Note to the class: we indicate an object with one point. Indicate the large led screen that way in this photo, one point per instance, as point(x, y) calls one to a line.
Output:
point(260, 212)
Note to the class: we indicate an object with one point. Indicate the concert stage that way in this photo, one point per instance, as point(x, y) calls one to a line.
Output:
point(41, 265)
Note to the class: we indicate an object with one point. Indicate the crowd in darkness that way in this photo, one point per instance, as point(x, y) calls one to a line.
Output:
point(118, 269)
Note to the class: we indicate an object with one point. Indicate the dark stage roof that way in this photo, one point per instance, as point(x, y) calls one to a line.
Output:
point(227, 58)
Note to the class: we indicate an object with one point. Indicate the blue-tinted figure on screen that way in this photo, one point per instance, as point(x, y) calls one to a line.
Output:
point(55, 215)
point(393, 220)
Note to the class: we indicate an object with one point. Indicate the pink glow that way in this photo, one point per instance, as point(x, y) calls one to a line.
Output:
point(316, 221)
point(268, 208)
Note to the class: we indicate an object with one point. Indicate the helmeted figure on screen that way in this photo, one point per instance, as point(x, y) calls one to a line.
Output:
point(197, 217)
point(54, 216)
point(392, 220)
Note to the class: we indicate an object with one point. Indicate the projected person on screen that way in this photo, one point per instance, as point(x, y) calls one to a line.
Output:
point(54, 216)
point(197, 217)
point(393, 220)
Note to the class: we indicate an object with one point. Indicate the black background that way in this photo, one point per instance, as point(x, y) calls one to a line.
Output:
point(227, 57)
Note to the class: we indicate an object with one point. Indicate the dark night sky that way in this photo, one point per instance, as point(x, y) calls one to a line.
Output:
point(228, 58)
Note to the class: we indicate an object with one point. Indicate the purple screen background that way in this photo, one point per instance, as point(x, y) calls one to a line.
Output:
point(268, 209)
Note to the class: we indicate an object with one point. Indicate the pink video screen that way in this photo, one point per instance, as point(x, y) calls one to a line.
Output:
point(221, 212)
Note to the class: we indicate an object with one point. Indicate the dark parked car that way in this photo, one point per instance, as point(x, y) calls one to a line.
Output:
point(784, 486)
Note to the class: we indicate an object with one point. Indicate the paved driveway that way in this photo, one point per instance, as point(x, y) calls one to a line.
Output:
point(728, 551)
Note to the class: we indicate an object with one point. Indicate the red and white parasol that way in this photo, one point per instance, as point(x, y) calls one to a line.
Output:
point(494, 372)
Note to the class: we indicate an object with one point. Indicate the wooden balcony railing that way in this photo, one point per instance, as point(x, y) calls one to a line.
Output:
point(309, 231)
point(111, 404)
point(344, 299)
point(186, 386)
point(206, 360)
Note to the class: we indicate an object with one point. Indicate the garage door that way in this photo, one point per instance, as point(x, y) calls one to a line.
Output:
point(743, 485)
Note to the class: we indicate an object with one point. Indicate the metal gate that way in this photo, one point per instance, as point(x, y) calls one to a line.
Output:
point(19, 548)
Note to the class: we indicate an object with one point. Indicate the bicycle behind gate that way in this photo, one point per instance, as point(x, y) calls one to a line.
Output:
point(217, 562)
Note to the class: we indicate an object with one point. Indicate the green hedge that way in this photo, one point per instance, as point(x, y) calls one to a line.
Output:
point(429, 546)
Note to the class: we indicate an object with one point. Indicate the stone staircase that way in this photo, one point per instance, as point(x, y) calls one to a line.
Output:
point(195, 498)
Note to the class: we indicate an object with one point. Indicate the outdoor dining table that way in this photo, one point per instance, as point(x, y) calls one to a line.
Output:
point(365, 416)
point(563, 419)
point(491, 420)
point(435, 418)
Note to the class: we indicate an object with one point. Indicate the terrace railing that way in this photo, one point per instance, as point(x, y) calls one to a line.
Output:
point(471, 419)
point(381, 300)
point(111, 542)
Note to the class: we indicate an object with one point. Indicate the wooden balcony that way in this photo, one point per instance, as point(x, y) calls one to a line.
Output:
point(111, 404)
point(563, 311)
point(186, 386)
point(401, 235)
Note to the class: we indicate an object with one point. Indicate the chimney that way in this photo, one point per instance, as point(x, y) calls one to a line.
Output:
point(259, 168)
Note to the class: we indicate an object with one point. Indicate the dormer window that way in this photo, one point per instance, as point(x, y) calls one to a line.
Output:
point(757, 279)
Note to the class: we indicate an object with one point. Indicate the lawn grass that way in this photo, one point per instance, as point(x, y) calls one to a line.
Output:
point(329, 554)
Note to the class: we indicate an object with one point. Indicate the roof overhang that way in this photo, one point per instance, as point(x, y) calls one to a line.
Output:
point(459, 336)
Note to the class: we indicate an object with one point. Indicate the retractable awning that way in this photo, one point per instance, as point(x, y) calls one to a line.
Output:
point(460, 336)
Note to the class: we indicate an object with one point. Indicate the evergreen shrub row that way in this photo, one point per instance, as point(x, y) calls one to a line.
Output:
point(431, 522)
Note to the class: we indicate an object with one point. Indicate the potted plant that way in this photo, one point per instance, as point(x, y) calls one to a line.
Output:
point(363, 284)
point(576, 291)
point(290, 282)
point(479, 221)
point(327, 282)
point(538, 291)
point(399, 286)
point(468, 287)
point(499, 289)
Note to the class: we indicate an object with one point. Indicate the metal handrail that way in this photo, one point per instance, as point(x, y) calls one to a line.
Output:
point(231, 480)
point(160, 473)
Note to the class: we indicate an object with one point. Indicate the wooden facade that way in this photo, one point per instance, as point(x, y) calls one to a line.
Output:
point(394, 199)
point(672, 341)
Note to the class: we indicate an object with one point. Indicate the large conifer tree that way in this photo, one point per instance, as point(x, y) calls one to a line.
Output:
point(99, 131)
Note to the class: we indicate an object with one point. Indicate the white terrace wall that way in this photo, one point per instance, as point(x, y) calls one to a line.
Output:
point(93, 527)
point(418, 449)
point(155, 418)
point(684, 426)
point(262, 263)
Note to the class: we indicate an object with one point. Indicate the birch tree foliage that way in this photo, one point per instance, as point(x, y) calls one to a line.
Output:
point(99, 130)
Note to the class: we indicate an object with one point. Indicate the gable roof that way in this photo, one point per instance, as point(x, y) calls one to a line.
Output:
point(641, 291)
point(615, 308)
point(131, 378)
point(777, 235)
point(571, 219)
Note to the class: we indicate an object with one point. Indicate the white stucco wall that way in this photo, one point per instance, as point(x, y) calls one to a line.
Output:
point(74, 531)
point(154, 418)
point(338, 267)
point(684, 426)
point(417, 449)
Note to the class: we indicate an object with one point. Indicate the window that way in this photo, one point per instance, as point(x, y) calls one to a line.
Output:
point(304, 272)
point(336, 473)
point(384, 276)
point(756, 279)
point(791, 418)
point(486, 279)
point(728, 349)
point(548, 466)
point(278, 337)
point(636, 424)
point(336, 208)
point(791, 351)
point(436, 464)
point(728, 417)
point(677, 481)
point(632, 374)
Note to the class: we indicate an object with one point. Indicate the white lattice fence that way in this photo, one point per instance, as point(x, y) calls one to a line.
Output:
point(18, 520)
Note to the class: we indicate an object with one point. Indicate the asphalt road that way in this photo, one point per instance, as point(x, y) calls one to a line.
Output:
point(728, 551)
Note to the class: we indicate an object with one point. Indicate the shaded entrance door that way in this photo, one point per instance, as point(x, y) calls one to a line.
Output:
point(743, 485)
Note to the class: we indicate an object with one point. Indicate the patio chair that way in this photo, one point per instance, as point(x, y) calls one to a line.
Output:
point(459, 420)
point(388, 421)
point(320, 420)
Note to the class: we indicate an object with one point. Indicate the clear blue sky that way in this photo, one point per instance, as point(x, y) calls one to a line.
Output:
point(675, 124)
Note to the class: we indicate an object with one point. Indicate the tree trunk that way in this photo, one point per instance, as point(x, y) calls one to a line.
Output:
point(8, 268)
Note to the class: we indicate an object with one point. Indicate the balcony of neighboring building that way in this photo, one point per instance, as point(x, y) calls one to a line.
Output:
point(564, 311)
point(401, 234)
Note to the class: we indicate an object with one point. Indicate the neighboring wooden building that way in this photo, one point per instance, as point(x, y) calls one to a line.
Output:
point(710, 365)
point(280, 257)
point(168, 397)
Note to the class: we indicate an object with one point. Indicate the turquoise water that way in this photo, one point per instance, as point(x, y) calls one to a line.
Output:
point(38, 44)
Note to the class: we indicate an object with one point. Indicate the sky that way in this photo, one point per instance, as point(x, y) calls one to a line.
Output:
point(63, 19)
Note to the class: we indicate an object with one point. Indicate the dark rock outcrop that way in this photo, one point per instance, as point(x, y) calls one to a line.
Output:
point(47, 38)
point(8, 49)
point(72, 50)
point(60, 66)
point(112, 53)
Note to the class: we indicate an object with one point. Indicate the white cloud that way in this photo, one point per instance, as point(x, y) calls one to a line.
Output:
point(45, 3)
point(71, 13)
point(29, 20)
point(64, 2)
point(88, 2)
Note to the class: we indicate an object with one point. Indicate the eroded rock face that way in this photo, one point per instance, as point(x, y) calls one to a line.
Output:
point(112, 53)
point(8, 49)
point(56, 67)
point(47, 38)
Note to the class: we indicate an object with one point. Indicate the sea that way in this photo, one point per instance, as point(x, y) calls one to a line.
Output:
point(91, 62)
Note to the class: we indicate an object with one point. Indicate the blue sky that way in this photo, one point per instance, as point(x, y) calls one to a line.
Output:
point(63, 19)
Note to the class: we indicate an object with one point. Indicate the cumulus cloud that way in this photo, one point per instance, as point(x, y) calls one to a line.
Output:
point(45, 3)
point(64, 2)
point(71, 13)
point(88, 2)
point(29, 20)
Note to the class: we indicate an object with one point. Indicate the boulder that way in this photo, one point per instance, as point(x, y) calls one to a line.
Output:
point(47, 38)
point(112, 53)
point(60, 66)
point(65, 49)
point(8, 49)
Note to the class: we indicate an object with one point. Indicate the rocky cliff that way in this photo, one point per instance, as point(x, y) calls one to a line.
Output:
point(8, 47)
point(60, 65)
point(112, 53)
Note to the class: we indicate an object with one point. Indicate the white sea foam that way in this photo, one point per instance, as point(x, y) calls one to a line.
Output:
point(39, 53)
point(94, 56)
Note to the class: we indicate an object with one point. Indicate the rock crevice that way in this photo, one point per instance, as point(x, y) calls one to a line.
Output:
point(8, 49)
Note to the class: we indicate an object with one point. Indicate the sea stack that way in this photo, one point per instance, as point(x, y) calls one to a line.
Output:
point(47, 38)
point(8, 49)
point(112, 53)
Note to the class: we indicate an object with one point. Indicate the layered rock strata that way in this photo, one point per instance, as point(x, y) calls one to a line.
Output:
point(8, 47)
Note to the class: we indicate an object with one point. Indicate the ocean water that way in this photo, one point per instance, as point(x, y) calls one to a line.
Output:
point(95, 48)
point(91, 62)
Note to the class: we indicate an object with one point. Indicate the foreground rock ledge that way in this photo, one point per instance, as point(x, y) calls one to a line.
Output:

---

> **PROBLEM TO SOLVE**: Copy the rows above exactly as they appear, starting at the line that contains "Indicate the projected" and ending at the line that contains "point(784, 486)", both included.

> **SOLUTION TO THE PROBLEM**:
Note to the class: we indicate an object with one point. Indicate the projected person on screen that way in this photo, one point per instance, as point(x, y) calls one to a line.
Output:
point(54, 216)
point(197, 217)
point(393, 220)
Note to the class: we indicate an object with one point. Indicate the black background that way in this photo, one point per instance, as point(x, y) calls one to a line.
Output:
point(227, 57)
Note to the class: we indicate an object with one point. Indicate the dark night sky that way in this photo, one point per instance, as point(x, y) calls one to a line.
Output:
point(228, 58)
Note to the class: we indicate an object with one point. Indicate the purple screen background that way in this photo, one point per instance, as point(x, y) calls one to a line.
Output:
point(268, 209)
Note to the class: we indicate an object with one point. Indicate the pink video screen that way in this photo, one point per instance, as point(x, y) calls one to a line.
Output:
point(221, 212)
Note to the class: we indicate an object with one point. Indicate the dark parked car that way in this photo, one point per instance, as point(x, y) calls one to a line.
Output:
point(784, 486)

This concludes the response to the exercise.